(Stored data)
════
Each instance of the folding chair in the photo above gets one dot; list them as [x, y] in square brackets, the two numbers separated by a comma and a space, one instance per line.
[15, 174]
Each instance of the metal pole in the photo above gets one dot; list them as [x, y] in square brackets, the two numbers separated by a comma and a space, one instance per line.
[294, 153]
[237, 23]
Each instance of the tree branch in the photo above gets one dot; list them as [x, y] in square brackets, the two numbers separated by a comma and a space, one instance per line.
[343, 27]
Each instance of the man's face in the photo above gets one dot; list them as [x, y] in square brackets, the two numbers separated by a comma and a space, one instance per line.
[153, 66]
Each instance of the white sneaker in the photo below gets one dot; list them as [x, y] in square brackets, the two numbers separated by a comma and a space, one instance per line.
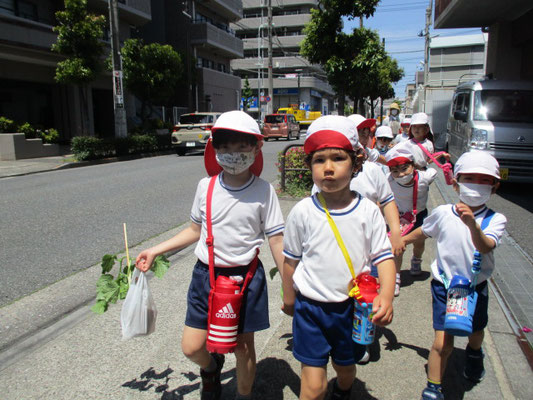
════
_WRITTEN EXERCISE_: Please give the lines of the stored data above as a numbered list, skipping blank lines and leaving out the pictures.

_THE ANSWER_:
1. Each instance of the folding chair in the photo above gets one dot; list them as [x, y] in square brackets, the two numbers separated by a comma and a space, one instance per line.
2. [15, 174]
3. Each instance of the metal pole in the photo above gets one dot; list them as [x, y] in square brackets, the two numbers separated by a comma and a space, one instance per line.
4. [294, 153]
5. [237, 23]
6. Each instance of the tree branch in the photo above gets one dot; list them as [x, y] in square brackets, the two numbers separated by a comma and a space, one instance per line.
7. [343, 27]
8. Each instance of the man's face in the photo above gets one dot; list them as [x, y] in square brackets, the two numbers separated by a comma and a space, one instance per line.
9. [153, 66]
10. Each instance of the white sneaker in the photo below gets one dot; list them as [x, y] in square brackets, the two numbers separated by a comma and a space, one instance per line.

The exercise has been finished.